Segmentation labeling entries
━━━━━━━━━━━━━━━━━━━━━━━━━━━━━━

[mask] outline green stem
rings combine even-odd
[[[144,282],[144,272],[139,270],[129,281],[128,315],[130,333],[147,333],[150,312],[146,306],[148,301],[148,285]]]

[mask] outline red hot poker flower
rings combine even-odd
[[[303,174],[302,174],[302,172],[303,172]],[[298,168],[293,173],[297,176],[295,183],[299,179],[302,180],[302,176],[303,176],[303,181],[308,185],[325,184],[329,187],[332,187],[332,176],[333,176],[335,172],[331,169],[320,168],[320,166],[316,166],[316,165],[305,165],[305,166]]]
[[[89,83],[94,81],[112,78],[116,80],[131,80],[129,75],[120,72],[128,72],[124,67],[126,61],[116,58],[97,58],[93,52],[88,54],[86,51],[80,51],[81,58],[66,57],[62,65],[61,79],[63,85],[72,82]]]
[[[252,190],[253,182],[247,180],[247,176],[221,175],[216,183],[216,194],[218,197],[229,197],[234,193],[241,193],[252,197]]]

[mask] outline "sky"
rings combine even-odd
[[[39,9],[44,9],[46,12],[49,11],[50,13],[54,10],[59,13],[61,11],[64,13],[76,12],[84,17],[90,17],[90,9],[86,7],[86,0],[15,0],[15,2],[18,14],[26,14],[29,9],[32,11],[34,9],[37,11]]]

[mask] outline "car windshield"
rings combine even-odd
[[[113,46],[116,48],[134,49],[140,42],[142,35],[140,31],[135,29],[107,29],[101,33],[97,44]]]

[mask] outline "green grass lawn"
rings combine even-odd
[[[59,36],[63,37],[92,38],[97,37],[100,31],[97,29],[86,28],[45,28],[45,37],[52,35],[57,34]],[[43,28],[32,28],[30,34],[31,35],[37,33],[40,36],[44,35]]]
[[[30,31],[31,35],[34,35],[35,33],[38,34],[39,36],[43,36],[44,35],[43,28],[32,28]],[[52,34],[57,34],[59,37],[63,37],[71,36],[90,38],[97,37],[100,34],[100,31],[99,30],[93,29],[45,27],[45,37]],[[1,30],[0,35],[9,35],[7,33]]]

━━━━━━━━━━━━━━━━━━━━━━━━━━━━━━

Count the lines in the rows above that contain the string "outline", treating uppercase and lowercase as different. Give only the number.

## Correct result
5